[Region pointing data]
━━━━━━━━━━━━━━━━

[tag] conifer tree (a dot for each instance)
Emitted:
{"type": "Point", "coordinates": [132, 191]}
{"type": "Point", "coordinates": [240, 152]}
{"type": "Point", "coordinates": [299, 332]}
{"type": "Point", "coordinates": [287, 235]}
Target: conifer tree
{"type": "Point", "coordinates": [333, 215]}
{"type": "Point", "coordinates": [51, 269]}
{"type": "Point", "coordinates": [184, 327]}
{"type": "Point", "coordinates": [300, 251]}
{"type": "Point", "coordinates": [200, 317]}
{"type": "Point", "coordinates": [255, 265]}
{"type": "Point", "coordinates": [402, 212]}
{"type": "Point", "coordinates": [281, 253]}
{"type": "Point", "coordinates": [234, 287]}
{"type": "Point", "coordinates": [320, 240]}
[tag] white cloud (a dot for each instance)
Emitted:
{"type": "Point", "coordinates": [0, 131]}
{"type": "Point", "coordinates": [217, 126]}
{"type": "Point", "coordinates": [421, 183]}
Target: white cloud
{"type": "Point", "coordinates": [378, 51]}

━━━━━━━━━━━━━━━━

**What the task requires:** Please return all of the records exactly as they appear.

**Task solution:**
[tag] conifer tree (a dot for each instance)
Emitted:
{"type": "Point", "coordinates": [132, 191]}
{"type": "Point", "coordinates": [240, 152]}
{"type": "Point", "coordinates": [299, 332]}
{"type": "Point", "coordinates": [287, 235]}
Target: conifer tree
{"type": "Point", "coordinates": [333, 215]}
{"type": "Point", "coordinates": [51, 269]}
{"type": "Point", "coordinates": [184, 327]}
{"type": "Point", "coordinates": [300, 251]}
{"type": "Point", "coordinates": [200, 317]}
{"type": "Point", "coordinates": [255, 265]}
{"type": "Point", "coordinates": [402, 212]}
{"type": "Point", "coordinates": [281, 253]}
{"type": "Point", "coordinates": [234, 287]}
{"type": "Point", "coordinates": [320, 240]}
[tag] white cloud (a dot for each instance)
Emitted:
{"type": "Point", "coordinates": [0, 131]}
{"type": "Point", "coordinates": [217, 126]}
{"type": "Point", "coordinates": [421, 183]}
Target: white cloud
{"type": "Point", "coordinates": [378, 51]}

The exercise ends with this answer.